#### [What you have to do]
Would you reproduce all of the entries exactly?

#### [Excerpted data]
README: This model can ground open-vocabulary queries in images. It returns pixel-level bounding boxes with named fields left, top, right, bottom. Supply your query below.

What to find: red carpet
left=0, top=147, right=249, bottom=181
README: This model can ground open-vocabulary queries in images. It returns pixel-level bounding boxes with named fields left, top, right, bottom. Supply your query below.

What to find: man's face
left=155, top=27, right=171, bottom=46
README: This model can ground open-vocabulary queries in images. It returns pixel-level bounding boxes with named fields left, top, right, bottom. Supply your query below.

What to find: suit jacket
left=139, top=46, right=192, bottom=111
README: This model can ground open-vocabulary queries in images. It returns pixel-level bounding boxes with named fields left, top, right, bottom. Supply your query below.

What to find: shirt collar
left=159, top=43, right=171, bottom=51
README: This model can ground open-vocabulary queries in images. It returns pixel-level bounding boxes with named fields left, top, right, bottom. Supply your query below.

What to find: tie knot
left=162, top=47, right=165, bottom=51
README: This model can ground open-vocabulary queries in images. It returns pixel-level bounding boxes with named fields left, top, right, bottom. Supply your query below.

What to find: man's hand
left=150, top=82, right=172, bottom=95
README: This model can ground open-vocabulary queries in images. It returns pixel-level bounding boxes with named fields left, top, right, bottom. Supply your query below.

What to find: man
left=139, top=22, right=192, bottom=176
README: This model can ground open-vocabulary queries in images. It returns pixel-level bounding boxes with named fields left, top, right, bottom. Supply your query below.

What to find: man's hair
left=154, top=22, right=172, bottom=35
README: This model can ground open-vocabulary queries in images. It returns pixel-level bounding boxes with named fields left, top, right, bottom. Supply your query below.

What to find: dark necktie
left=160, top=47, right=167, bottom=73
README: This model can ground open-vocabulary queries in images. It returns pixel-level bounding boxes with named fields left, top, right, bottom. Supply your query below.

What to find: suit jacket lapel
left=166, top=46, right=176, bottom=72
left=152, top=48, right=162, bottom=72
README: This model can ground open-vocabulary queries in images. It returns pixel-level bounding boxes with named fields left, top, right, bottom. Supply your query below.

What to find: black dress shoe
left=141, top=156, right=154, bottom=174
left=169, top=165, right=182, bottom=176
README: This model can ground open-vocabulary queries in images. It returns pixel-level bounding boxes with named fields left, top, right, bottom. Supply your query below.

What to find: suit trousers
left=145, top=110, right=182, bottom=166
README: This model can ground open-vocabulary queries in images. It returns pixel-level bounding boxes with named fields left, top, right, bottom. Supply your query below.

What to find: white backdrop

#### [Exercise response]
README: This model can ground open-vocabulary queries in images. It returns pixel-level bounding boxes with named fields left, top, right, bottom. Supply your query below.

What to find: red carpet
left=0, top=147, right=249, bottom=181
README: This model can ground open-vocabulary queries in images. It returns pixel-level bounding boxes with named fields left, top, right, bottom. Supply your query below.

What to find: man's face
left=155, top=27, right=171, bottom=46
README: This model can ground open-vocabulary queries in images. It returns pixel-level bounding boxes with named fields left, top, right, bottom. Supply your query below.

What to find: suit jacket
left=139, top=46, right=192, bottom=111
README: This model can ground open-vocabulary queries in images. It returns pixel-level bounding boxes with named fields left, top, right, bottom. Supply your query below.

What to find: shirt collar
left=159, top=43, right=171, bottom=51
README: This model can ground open-vocabulary queries in images. It returns pixel-level bounding boxes with named fields left, top, right, bottom. Supply your query below.

What to find: tie knot
left=162, top=47, right=165, bottom=51
README: This model can ground open-vocabulary queries in images. It returns pixel-level bounding boxes with named fields left, top, right, bottom. Supply your query below.

What to find: man's hand
left=150, top=82, right=172, bottom=95
README: This model can ground open-vocabulary queries in images. It returns pixel-level bounding boxes with named fields left, top, right, bottom. Supply your query below.

What to find: man
left=139, top=22, right=192, bottom=176
README: This model can ground open-vocabulary queries in images. It returns pixel-level bounding boxes with named fields left, top, right, bottom. Supply your query below.

What to find: man's hair
left=154, top=22, right=172, bottom=35
README: This model can ground open-vocabulary queries in images. It returns pixel-level bounding boxes with named fields left, top, right, bottom. Supply your query below.

What to find: dark necktie
left=160, top=47, right=167, bottom=73
README: This model can ground open-vocabulary queries in images. It returns pixel-level bounding boxes with named fields left, top, right, bottom. Supply your query below.

What to find: suit jacket lapel
left=166, top=46, right=176, bottom=72
left=152, top=48, right=162, bottom=72
README: This model can ground open-vocabulary queries in images. It returns pixel-level bounding boxes with named fields left, top, right, bottom. Supply your query below.

What to find: black dress shoe
left=141, top=156, right=154, bottom=174
left=169, top=165, right=182, bottom=176
README: This model can ground open-vocabulary queries in images. It returns pixel-level bounding boxes with named fields left, top, right, bottom. Supply your query below.

What to find: suit trousers
left=145, top=110, right=182, bottom=166
README: This model can ground open-vocabulary queries in images. It returns pixel-level bounding boxes with named fields left, top, right, bottom. Supply your query below.

What to find: white backdrop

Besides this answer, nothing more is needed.